:: TEXT BLOCK ::
******************************

Re: [PATCH] Bug 2680: ** helper errors after -k rotate

2009-07-16 Thread Henrik Nordstrom
tor 2009-07-16 klockan 23:15 +1200 skrev Amos Jeffries:

 Right, following up on that I had a hunch and discovered that n_active 
 is already performing this duty. The bug is therefore in my earlier fix 
 using n_running as a base instead of n_active.
 
 How does this new attached patch look to you two?

Looks fine to me, assuming rotate still starts a new set of helpers
(wasn't clear to me). Will fix the too many helpers have crashed, need
to start new ones case, and leave the rotate  reconfigure case alone.

With this we can also start new helpers more or less immediately (at
some seconds delay just in case) when seeing them crash...

******************************

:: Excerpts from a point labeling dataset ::
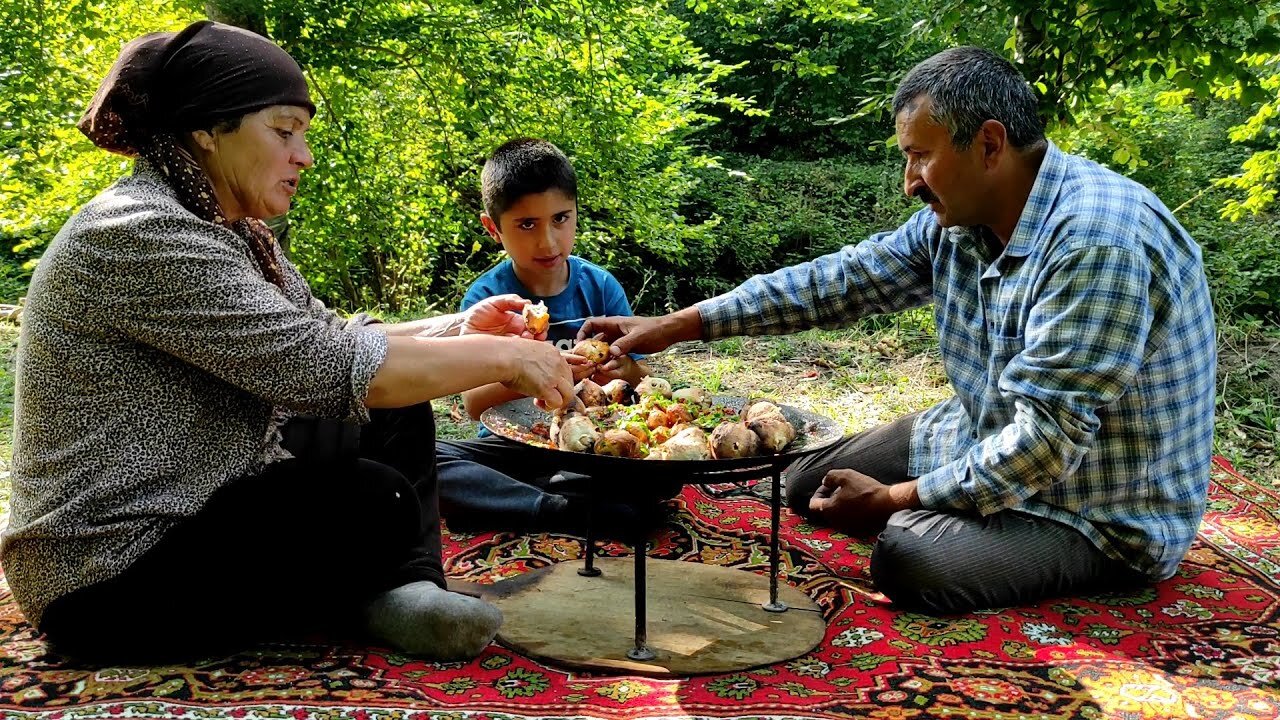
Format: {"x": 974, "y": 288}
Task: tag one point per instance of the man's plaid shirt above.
{"x": 1082, "y": 356}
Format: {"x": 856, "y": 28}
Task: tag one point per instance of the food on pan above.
{"x": 657, "y": 423}
{"x": 594, "y": 350}
{"x": 536, "y": 318}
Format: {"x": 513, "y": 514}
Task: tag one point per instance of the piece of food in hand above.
{"x": 735, "y": 440}
{"x": 759, "y": 408}
{"x": 618, "y": 392}
{"x": 577, "y": 433}
{"x": 590, "y": 393}
{"x": 594, "y": 350}
{"x": 618, "y": 443}
{"x": 775, "y": 432}
{"x": 693, "y": 395}
{"x": 653, "y": 386}
{"x": 536, "y": 318}
{"x": 689, "y": 443}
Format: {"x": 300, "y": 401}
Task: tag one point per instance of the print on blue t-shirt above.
{"x": 592, "y": 291}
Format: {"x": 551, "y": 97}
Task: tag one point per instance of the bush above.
{"x": 766, "y": 214}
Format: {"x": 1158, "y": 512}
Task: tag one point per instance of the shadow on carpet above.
{"x": 1205, "y": 643}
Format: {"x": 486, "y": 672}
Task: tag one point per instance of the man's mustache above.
{"x": 926, "y": 195}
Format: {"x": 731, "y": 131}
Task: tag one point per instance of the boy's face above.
{"x": 538, "y": 232}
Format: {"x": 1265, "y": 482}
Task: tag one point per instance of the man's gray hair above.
{"x": 968, "y": 86}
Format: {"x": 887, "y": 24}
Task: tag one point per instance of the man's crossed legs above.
{"x": 944, "y": 563}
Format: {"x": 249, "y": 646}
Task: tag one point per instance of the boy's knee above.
{"x": 799, "y": 487}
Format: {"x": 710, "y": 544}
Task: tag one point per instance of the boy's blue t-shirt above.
{"x": 592, "y": 292}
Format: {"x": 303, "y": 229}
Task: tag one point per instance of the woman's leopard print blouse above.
{"x": 154, "y": 364}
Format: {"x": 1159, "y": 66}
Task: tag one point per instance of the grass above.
{"x": 871, "y": 374}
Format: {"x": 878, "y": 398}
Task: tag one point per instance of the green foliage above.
{"x": 412, "y": 95}
{"x": 1175, "y": 145}
{"x": 1260, "y": 178}
{"x": 1073, "y": 51}
{"x": 773, "y": 213}
{"x": 809, "y": 64}
{"x": 416, "y": 94}
{"x": 51, "y": 59}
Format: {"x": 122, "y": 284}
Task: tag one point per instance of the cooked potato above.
{"x": 689, "y": 443}
{"x": 594, "y": 350}
{"x": 618, "y": 391}
{"x": 577, "y": 433}
{"x": 757, "y": 408}
{"x": 775, "y": 432}
{"x": 659, "y": 434}
{"x": 618, "y": 443}
{"x": 693, "y": 395}
{"x": 639, "y": 429}
{"x": 735, "y": 440}
{"x": 590, "y": 393}
{"x": 677, "y": 414}
{"x": 536, "y": 319}
{"x": 654, "y": 386}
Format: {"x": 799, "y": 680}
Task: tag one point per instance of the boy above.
{"x": 529, "y": 190}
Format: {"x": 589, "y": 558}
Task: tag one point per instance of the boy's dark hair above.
{"x": 521, "y": 167}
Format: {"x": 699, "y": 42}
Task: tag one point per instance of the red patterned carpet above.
{"x": 1203, "y": 645}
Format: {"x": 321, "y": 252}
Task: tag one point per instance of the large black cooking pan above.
{"x": 515, "y": 422}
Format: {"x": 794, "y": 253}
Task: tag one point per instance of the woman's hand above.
{"x": 499, "y": 314}
{"x": 538, "y": 370}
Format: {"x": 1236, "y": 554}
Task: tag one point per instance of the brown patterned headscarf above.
{"x": 167, "y": 83}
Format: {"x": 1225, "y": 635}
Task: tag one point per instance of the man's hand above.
{"x": 858, "y": 504}
{"x": 499, "y": 314}
{"x": 644, "y": 335}
{"x": 579, "y": 365}
{"x": 621, "y": 367}
{"x": 539, "y": 372}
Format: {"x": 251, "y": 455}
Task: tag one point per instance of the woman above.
{"x": 204, "y": 455}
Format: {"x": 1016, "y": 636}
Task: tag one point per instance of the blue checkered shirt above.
{"x": 1082, "y": 356}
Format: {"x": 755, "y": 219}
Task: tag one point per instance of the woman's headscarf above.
{"x": 165, "y": 83}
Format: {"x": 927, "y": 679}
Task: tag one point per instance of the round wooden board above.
{"x": 700, "y": 618}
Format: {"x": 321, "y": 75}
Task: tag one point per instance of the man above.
{"x": 1075, "y": 327}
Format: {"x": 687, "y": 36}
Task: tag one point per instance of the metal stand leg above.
{"x": 641, "y": 651}
{"x": 775, "y": 605}
{"x": 589, "y": 569}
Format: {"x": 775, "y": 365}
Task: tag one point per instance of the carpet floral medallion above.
{"x": 1202, "y": 645}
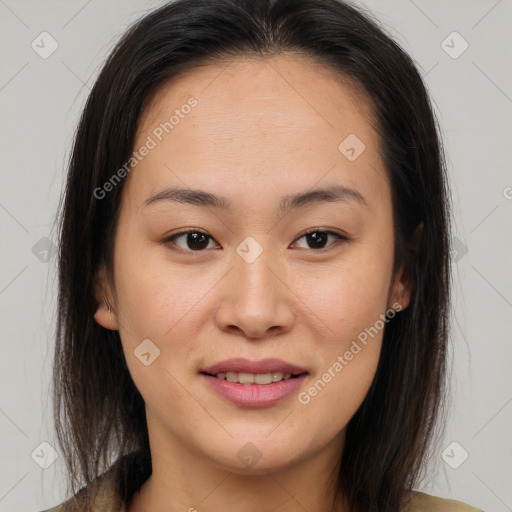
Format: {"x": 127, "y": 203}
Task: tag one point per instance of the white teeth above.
{"x": 254, "y": 378}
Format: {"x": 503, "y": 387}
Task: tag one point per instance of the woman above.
{"x": 254, "y": 268}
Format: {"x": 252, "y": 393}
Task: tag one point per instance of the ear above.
{"x": 400, "y": 296}
{"x": 103, "y": 294}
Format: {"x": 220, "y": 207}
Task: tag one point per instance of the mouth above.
{"x": 244, "y": 371}
{"x": 254, "y": 378}
{"x": 254, "y": 383}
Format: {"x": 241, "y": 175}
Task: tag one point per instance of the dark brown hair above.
{"x": 99, "y": 413}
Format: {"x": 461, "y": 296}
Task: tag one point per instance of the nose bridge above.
{"x": 256, "y": 300}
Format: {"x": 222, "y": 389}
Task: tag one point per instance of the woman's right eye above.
{"x": 193, "y": 240}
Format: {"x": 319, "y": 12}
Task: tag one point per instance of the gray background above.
{"x": 40, "y": 100}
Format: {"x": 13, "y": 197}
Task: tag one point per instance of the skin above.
{"x": 262, "y": 129}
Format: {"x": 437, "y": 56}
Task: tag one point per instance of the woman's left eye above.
{"x": 318, "y": 238}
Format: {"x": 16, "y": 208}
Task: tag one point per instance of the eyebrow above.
{"x": 333, "y": 193}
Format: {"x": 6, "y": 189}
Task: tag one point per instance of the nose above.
{"x": 256, "y": 300}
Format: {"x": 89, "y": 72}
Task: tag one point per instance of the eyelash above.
{"x": 171, "y": 239}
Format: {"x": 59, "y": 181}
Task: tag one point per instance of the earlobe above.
{"x": 403, "y": 285}
{"x": 105, "y": 314}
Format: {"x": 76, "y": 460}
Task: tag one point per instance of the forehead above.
{"x": 273, "y": 120}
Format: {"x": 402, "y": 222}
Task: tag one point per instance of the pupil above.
{"x": 318, "y": 239}
{"x": 197, "y": 241}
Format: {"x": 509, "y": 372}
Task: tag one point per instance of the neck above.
{"x": 187, "y": 480}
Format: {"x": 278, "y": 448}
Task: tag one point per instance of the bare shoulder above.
{"x": 423, "y": 502}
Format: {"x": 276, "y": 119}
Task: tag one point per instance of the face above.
{"x": 260, "y": 275}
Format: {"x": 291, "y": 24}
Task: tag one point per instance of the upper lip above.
{"x": 240, "y": 364}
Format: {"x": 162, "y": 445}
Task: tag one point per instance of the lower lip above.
{"x": 255, "y": 395}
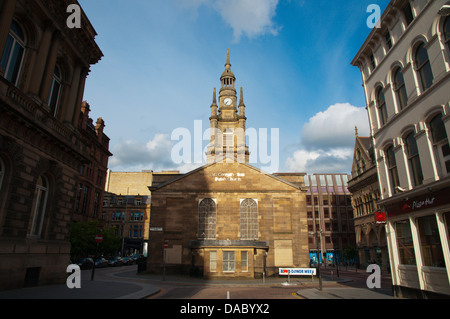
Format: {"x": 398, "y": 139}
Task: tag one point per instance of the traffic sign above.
{"x": 99, "y": 238}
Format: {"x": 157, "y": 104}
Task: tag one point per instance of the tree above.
{"x": 82, "y": 239}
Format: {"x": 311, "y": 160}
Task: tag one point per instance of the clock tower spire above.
{"x": 228, "y": 126}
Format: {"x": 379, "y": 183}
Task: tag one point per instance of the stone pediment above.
{"x": 226, "y": 177}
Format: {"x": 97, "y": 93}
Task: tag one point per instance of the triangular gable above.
{"x": 226, "y": 176}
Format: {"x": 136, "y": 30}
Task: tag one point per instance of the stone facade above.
{"x": 126, "y": 208}
{"x": 370, "y": 236}
{"x": 276, "y": 235}
{"x": 405, "y": 66}
{"x": 42, "y": 75}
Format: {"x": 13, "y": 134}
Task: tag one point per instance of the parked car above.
{"x": 127, "y": 261}
{"x": 101, "y": 263}
{"x": 138, "y": 258}
{"x": 116, "y": 261}
{"x": 85, "y": 263}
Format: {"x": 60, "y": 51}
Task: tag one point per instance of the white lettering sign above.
{"x": 419, "y": 204}
{"x": 297, "y": 271}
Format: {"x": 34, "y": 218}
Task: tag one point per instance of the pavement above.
{"x": 125, "y": 283}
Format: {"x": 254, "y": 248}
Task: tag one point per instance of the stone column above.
{"x": 426, "y": 154}
{"x": 6, "y": 17}
{"x": 49, "y": 69}
{"x": 70, "y": 106}
{"x": 79, "y": 99}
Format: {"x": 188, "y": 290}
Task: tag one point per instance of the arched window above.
{"x": 13, "y": 54}
{"x": 423, "y": 67}
{"x": 447, "y": 32}
{"x": 207, "y": 219}
{"x": 55, "y": 91}
{"x": 400, "y": 88}
{"x": 381, "y": 103}
{"x": 440, "y": 142}
{"x": 392, "y": 167}
{"x": 413, "y": 159}
{"x": 249, "y": 219}
{"x": 39, "y": 206}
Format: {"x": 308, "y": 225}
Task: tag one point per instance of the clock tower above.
{"x": 228, "y": 122}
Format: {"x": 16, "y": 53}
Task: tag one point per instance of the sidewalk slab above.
{"x": 346, "y": 293}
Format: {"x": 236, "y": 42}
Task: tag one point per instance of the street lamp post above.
{"x": 318, "y": 259}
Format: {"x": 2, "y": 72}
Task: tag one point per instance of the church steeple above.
{"x": 228, "y": 79}
{"x": 228, "y": 121}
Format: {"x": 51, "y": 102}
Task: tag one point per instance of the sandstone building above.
{"x": 405, "y": 66}
{"x": 370, "y": 233}
{"x": 227, "y": 218}
{"x": 43, "y": 70}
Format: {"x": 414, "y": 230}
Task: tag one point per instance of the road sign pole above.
{"x": 98, "y": 239}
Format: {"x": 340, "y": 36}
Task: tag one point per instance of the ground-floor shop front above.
{"x": 418, "y": 232}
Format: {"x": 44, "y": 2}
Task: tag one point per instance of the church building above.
{"x": 227, "y": 218}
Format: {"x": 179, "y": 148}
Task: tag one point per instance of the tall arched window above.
{"x": 447, "y": 32}
{"x": 249, "y": 219}
{"x": 413, "y": 159}
{"x": 381, "y": 104}
{"x": 440, "y": 142}
{"x": 13, "y": 54}
{"x": 400, "y": 88}
{"x": 423, "y": 67}
{"x": 39, "y": 206}
{"x": 55, "y": 91}
{"x": 392, "y": 167}
{"x": 207, "y": 219}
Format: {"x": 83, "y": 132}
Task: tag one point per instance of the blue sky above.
{"x": 163, "y": 58}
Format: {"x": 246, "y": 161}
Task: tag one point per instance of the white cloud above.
{"x": 335, "y": 127}
{"x": 328, "y": 139}
{"x": 134, "y": 156}
{"x": 251, "y": 18}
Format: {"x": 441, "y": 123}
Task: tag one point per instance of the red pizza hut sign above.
{"x": 380, "y": 217}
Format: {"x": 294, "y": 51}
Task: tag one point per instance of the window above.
{"x": 249, "y": 219}
{"x": 447, "y": 32}
{"x": 213, "y": 261}
{"x": 400, "y": 88}
{"x": 381, "y": 102}
{"x": 55, "y": 91}
{"x": 447, "y": 223}
{"x": 13, "y": 54}
{"x": 423, "y": 67}
{"x": 207, "y": 219}
{"x": 39, "y": 206}
{"x": 228, "y": 139}
{"x": 244, "y": 261}
{"x": 392, "y": 167}
{"x": 408, "y": 13}
{"x": 413, "y": 158}
{"x": 405, "y": 244}
{"x": 388, "y": 39}
{"x": 373, "y": 62}
{"x": 430, "y": 242}
{"x": 440, "y": 141}
{"x": 228, "y": 264}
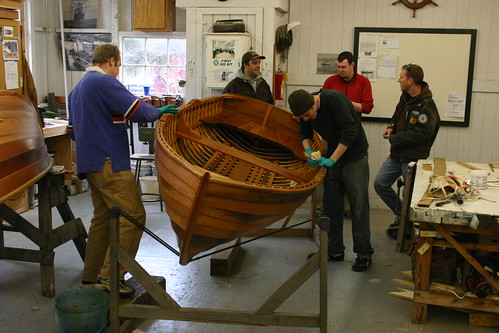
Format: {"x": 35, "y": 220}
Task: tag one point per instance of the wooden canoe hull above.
{"x": 23, "y": 154}
{"x": 214, "y": 194}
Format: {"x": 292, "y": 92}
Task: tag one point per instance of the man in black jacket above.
{"x": 249, "y": 81}
{"x": 332, "y": 115}
{"x": 411, "y": 132}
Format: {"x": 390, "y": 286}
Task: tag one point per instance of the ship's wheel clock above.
{"x": 415, "y": 5}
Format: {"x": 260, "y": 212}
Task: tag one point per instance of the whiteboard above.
{"x": 446, "y": 56}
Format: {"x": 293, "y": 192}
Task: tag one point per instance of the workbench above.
{"x": 51, "y": 194}
{"x": 440, "y": 226}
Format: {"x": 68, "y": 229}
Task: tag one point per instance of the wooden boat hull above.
{"x": 23, "y": 154}
{"x": 225, "y": 173}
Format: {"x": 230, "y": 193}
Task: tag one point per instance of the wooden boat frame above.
{"x": 223, "y": 186}
{"x": 16, "y": 173}
{"x": 167, "y": 308}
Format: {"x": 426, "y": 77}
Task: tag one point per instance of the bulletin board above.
{"x": 11, "y": 69}
{"x": 446, "y": 56}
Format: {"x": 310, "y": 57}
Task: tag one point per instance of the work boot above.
{"x": 392, "y": 230}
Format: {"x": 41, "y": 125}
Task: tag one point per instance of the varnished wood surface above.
{"x": 23, "y": 154}
{"x": 220, "y": 183}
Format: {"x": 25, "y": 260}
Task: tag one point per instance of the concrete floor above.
{"x": 357, "y": 302}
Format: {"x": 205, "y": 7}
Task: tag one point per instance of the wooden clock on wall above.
{"x": 415, "y": 5}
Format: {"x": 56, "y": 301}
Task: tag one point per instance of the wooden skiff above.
{"x": 23, "y": 153}
{"x": 228, "y": 166}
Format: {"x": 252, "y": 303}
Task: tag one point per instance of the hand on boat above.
{"x": 311, "y": 162}
{"x": 168, "y": 109}
{"x": 327, "y": 162}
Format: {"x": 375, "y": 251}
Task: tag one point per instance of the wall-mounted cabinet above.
{"x": 154, "y": 15}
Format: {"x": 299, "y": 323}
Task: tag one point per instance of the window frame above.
{"x": 140, "y": 34}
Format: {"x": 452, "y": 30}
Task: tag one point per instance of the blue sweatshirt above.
{"x": 98, "y": 106}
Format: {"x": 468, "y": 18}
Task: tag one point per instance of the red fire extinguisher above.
{"x": 278, "y": 80}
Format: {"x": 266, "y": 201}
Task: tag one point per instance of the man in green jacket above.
{"x": 411, "y": 132}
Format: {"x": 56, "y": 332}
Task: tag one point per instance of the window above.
{"x": 156, "y": 62}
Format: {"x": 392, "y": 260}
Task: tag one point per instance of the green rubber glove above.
{"x": 170, "y": 108}
{"x": 311, "y": 162}
{"x": 327, "y": 162}
{"x": 49, "y": 114}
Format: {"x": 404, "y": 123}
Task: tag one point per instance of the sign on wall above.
{"x": 223, "y": 57}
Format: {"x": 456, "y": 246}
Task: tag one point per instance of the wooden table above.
{"x": 479, "y": 217}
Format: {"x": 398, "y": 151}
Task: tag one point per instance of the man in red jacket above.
{"x": 357, "y": 87}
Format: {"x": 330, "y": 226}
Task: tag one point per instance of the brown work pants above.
{"x": 109, "y": 189}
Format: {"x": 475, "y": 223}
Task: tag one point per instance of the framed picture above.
{"x": 223, "y": 57}
{"x": 80, "y": 13}
{"x": 80, "y": 48}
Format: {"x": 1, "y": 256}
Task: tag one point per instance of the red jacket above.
{"x": 358, "y": 89}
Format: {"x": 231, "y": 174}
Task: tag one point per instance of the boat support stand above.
{"x": 168, "y": 309}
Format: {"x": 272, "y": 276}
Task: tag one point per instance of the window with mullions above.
{"x": 158, "y": 63}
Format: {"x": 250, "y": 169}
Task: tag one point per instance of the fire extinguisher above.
{"x": 278, "y": 81}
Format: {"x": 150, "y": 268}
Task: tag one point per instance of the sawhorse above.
{"x": 50, "y": 194}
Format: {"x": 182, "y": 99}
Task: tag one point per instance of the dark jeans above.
{"x": 352, "y": 179}
{"x": 387, "y": 175}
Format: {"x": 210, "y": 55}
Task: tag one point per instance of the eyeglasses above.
{"x": 407, "y": 67}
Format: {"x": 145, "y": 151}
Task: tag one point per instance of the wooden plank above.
{"x": 405, "y": 294}
{"x": 141, "y": 296}
{"x": 409, "y": 284}
{"x": 469, "y": 166}
{"x": 449, "y": 301}
{"x": 9, "y": 14}
{"x": 221, "y": 263}
{"x": 484, "y": 319}
{"x": 467, "y": 256}
{"x": 439, "y": 169}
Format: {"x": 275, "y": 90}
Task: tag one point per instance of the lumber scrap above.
{"x": 439, "y": 169}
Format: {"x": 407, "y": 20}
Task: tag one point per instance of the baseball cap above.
{"x": 300, "y": 101}
{"x": 251, "y": 55}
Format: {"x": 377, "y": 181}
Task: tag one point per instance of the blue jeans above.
{"x": 352, "y": 179}
{"x": 387, "y": 175}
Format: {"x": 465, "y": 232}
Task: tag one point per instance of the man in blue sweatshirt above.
{"x": 98, "y": 107}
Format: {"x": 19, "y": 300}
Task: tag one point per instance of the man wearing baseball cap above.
{"x": 332, "y": 115}
{"x": 249, "y": 81}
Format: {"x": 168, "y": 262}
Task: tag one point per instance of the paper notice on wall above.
{"x": 11, "y": 75}
{"x": 456, "y": 104}
{"x": 368, "y": 45}
{"x": 387, "y": 66}
{"x": 390, "y": 42}
{"x": 367, "y": 67}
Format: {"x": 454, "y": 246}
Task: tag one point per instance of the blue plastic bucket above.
{"x": 82, "y": 311}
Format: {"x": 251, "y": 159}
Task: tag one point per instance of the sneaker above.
{"x": 330, "y": 257}
{"x": 392, "y": 230}
{"x": 105, "y": 284}
{"x": 361, "y": 264}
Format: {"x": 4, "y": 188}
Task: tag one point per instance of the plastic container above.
{"x": 149, "y": 184}
{"x": 82, "y": 311}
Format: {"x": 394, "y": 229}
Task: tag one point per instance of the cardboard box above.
{"x": 81, "y": 185}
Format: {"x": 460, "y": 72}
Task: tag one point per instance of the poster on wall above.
{"x": 223, "y": 57}
{"x": 80, "y": 49}
{"x": 223, "y": 60}
{"x": 80, "y": 13}
{"x": 10, "y": 50}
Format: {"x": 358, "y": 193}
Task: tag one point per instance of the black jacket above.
{"x": 243, "y": 87}
{"x": 337, "y": 122}
{"x": 415, "y": 125}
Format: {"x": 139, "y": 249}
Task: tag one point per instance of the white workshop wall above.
{"x": 327, "y": 26}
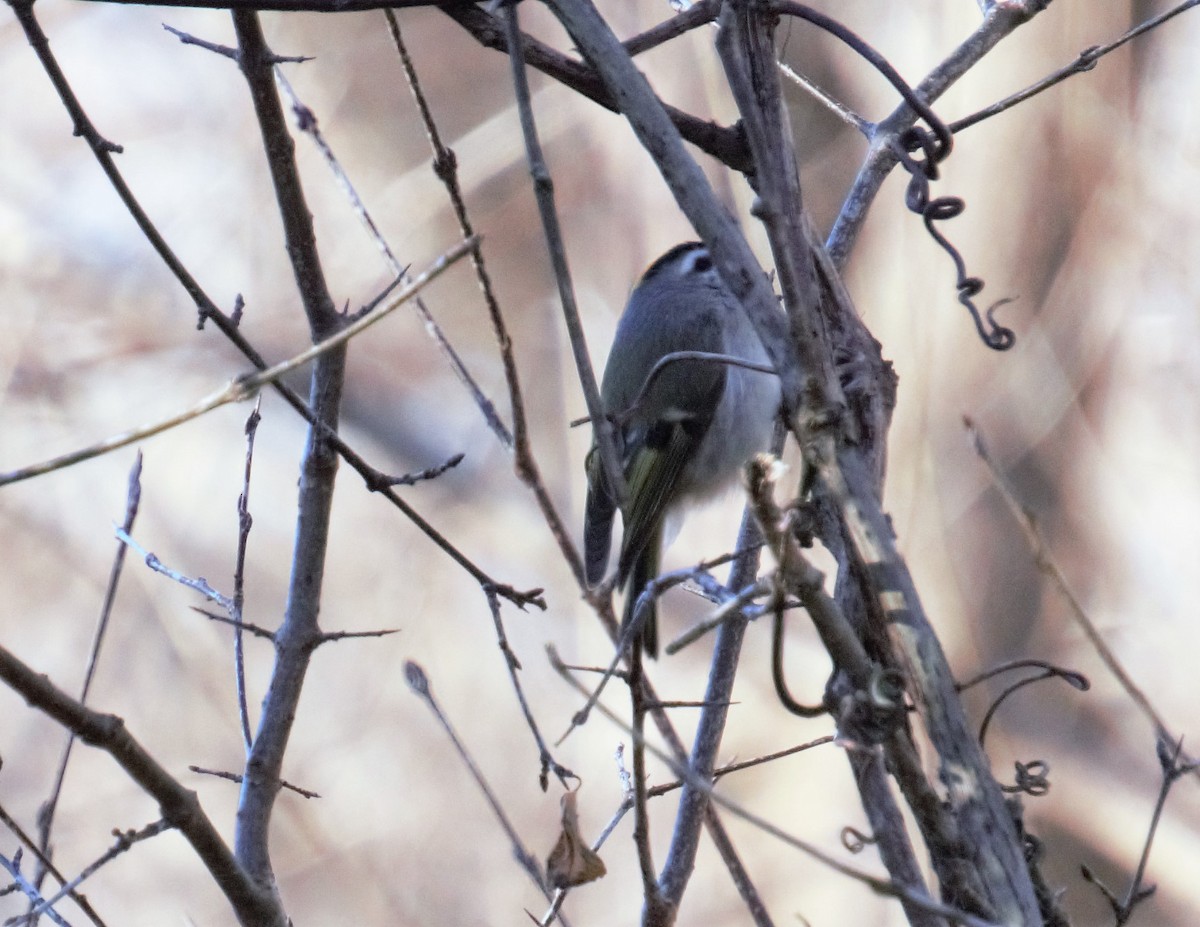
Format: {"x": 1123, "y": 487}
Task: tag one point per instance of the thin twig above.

******************************

:: REQUIREMENT A ::
In the patch discussion, what did the earlier fix use as a base instead of n_active?
:: REQUIREMENT B ::
Please show each line of the listing that contains the word "tower".

:: CORRECT RESPONSE A ::
n_running

:: CORRECT RESPONSE B ::
Task: tag one point per instance of the clock tower spire above.
Task: tag one point per instance of the clock tower above.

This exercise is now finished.